* _What you will do_
Without including any images, reproduce each entry exactly.
+++++
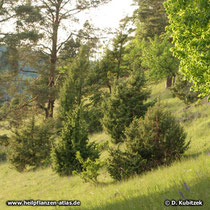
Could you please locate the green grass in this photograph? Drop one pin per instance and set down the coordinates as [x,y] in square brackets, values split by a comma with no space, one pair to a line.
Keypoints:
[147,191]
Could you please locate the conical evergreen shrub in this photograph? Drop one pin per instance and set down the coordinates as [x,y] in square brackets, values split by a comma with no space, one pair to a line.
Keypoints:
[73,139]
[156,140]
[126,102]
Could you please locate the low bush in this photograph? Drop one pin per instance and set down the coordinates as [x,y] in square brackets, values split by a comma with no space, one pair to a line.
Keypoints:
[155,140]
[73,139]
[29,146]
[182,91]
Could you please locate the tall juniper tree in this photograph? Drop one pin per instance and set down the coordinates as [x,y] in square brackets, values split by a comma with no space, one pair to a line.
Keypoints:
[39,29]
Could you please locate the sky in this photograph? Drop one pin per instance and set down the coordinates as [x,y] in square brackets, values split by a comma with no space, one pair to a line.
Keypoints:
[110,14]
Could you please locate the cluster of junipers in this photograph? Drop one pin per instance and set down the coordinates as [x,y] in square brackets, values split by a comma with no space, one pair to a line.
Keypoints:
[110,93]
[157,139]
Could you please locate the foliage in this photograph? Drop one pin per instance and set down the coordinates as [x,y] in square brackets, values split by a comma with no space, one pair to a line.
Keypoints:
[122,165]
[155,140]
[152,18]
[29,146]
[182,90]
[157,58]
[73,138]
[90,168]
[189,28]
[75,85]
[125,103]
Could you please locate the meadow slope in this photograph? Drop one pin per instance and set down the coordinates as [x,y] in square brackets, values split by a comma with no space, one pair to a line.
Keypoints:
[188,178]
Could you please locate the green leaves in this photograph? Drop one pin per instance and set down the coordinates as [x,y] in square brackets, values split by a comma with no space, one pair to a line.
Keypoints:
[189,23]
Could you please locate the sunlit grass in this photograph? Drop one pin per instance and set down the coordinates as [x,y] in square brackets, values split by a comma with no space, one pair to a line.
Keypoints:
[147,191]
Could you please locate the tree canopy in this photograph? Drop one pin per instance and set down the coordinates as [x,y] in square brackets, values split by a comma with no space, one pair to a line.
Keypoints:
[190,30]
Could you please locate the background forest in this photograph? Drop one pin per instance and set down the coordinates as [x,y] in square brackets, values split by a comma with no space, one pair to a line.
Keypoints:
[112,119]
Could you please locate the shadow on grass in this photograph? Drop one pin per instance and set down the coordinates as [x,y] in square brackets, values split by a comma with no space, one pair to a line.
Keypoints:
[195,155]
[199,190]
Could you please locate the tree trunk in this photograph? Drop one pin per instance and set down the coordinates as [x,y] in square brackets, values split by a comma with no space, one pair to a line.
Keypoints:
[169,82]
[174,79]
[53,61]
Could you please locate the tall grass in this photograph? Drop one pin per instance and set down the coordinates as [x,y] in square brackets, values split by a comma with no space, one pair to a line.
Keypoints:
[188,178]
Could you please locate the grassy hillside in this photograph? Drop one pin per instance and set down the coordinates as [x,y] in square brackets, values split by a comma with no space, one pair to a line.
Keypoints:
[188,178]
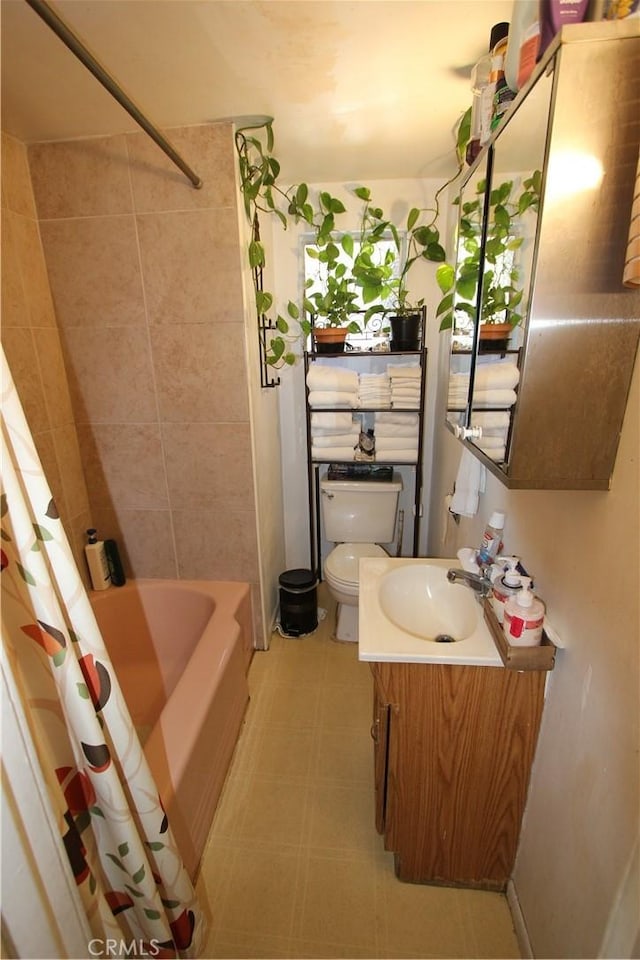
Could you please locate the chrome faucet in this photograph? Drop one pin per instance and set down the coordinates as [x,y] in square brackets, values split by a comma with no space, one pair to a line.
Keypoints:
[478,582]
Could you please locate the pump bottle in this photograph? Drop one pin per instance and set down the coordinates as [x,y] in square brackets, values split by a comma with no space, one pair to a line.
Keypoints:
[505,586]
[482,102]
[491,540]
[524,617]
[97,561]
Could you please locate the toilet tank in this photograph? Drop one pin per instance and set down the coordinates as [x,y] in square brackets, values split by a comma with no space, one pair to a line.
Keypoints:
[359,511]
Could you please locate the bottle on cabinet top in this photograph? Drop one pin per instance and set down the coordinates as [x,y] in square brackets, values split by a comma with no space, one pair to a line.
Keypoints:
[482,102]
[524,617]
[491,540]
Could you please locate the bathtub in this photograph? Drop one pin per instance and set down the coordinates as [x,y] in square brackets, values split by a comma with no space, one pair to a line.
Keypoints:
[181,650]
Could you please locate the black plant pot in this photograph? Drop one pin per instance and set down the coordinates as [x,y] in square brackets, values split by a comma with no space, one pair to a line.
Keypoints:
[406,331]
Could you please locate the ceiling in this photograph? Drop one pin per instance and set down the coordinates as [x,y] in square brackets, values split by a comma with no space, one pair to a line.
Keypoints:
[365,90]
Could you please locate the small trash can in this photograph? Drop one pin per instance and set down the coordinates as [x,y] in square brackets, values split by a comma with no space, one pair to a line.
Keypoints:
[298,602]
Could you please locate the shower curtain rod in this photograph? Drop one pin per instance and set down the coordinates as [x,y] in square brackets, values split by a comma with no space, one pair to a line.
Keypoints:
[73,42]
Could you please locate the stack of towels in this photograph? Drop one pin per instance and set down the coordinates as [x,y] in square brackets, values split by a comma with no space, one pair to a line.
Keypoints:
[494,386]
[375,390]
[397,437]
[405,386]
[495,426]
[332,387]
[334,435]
+++++
* _Exercise answer_
Could you please locate the green grass in this photograph? Drop one pin per instance and set down the coordinates as [x,y] in square brackets, values split by a comma with no space, one pair to a line.
Keypoints:
[147,191]
Could you please locate the conical evergreen shrub in this photograph? Drop one pin per instance and set down the coordinates as [x,y] in square brackets, values split by a comma with no space, one pair to a line.
Keypoints:
[73,139]
[156,140]
[126,102]
Could you please locate the low bush in this photograph? Drop one pin per instance and set down the coordinates as [x,y] in square brackets, values split by a comma with no space, one pair to a line.
Keypoints:
[155,140]
[73,139]
[29,146]
[182,91]
Could you please locate the tall juniper tree in this photograph? Drop one pin per instance and set down the coordinates as [x,y] in square brackets, values split by a comma with no space, one pair to a line.
Keypoints:
[39,29]
Could you please locate the sky in this photograph? Drop one pin per instance and set down the coordinates as [x,y] in square brackets, values split by a comma with no space, one pair to a line.
Keypoints:
[110,14]
Could you please locate the cluster of junipers in this photograph? Drop one pin per instance and set down the coordinates as [x,y] in square brackets, values split by a comma with no space, one pair to a line.
Keypoints:
[110,93]
[157,139]
Could you please locate the foliage in this photograph? Drop one pin per instance and set down the coordinates as [x,y] in square brackets, values split by a comma with no space, one pair to a line.
Keypoints:
[122,165]
[155,140]
[152,18]
[29,146]
[182,90]
[157,58]
[73,138]
[90,168]
[189,28]
[75,85]
[125,103]
Could you please locate the meadow slope in this photograph? Drop one pin per instance and set down the coordinates as [x,y] in square brackets, values split by a comma with no space, one pair to a line.
Keypoints:
[188,178]
Could you please locate the green leaves in this photograph? Drop one pin per instance and set down the coordinates as [x,y] in square brackets, values split by a comma with no space, one pair to a line.
Keypoints:
[189,23]
Could you please locate the sunlit grass in this photograph? Drop one pin per instance and set down the coordinates as [x,y] in square brackets, values split by a comma with no space, one pair to a line.
Keypoints:
[147,191]
Could you please locate the tree canopy in this photograph? Drop one pin per instance and set down the coordinates as [x,y] in square brackets, values split by a comma with no space, one pair to a line.
Keypoints:
[190,30]
Could you please locate the background forest in this photograph? Drop one pin per instance and set down the coordinates as [x,y] in square brackets, values split by a comma with no space, one pair to a line.
Keypoints:
[112,119]
Could you please locate the shadow on grass in this photograph? Drop one pin per instance and set down the coordinates as [x,y] in square brackets, values split by a comma with no space, one pair to a line.
Keypoints:
[195,155]
[199,190]
Could you please locate the tree trunk in this photograph? Drop one pin per instance and set down the coordinates as [x,y] in square brackets, values split by a comma with no space, one pair to a line.
Keypoints:
[169,82]
[174,79]
[53,61]
Could you please locate the tall grass in this photograph? Drop one pin per instance and set down the coordinates as [x,y] in square brackets, values split by a comma with no space, one pair to a line.
Keypoints:
[188,178]
Could you please locate the grassy hillside in this photograph? Drop one pin per instance and set down the coordinates as [x,y] in square brackets, values split by a comma with no space, one pair to a line.
Keypoints:
[188,178]
Could you please locate the chrome faucet in this photograph? Drop one pin per instance and set down the coordinates as [x,y] in square brackets, values split by a comma with no space, one pair to a line.
Keypoints:
[478,582]
Could you please locate the pump bottle in this photograph? Drop one pin per instance and set down the coordinates as [x,y] in square brackets, values split by a comma with no space, one pair to a line.
Keypoints:
[505,586]
[482,102]
[491,540]
[524,617]
[97,561]
Could you please locate the toilet tank in this photograph? Drop one pin per instance and set down the coordinates as [x,y] in square brackets, values split by a comma with no space, one pair to a line.
Keypoints:
[359,511]
Could you please locate the bottle on cabinet top in this photograph? Drop one pin per instance and set down the coordinates as [x,y] in square brackets, values split by a comma with no space, one pair to a line.
Keypoints:
[482,102]
[524,617]
[491,540]
Could you please locate the bathtub in this photograph? Drop one pin per instance and set down the coordinates as [x,y] in square brackets, values split by a comma with no space, one pair to a line.
Keypoints:
[181,650]
Could you please locate the black plant pot in this photograph? Drop one pin per instance and set down the coordinates as [x,y] in square brackets, values split by a comma with no space, one pair to a line.
Keypoints:
[406,331]
Could you please locate the ceiling in this photograph? Drop one pin per instance and set down the coordinates as [x,y] in square brackets, values split by a comma with no space, one pair to a line.
Keypoints:
[365,90]
Could you please locate the small trash can in this photograph? Drop one pin per instance and set down the coordinates as [x,y] in square brackets, values split by a comma with no space, one pair to a line.
Keypoints:
[298,602]
Could you please locate the shower curtain rod in this photograph? Drop one pin per instance and set down the coordinates as [x,y] in square brackets, values split by a comma with no space, one pair to a line.
Keypoints:
[73,42]
Could you please locate the stack of towels in this photograph? Drop one pin per instance and set down the coordinates as [x,y] in square brackets, values split by a comma with no space, one pair to a line.
Keypoints:
[494,386]
[375,390]
[397,437]
[405,386]
[495,426]
[332,387]
[334,435]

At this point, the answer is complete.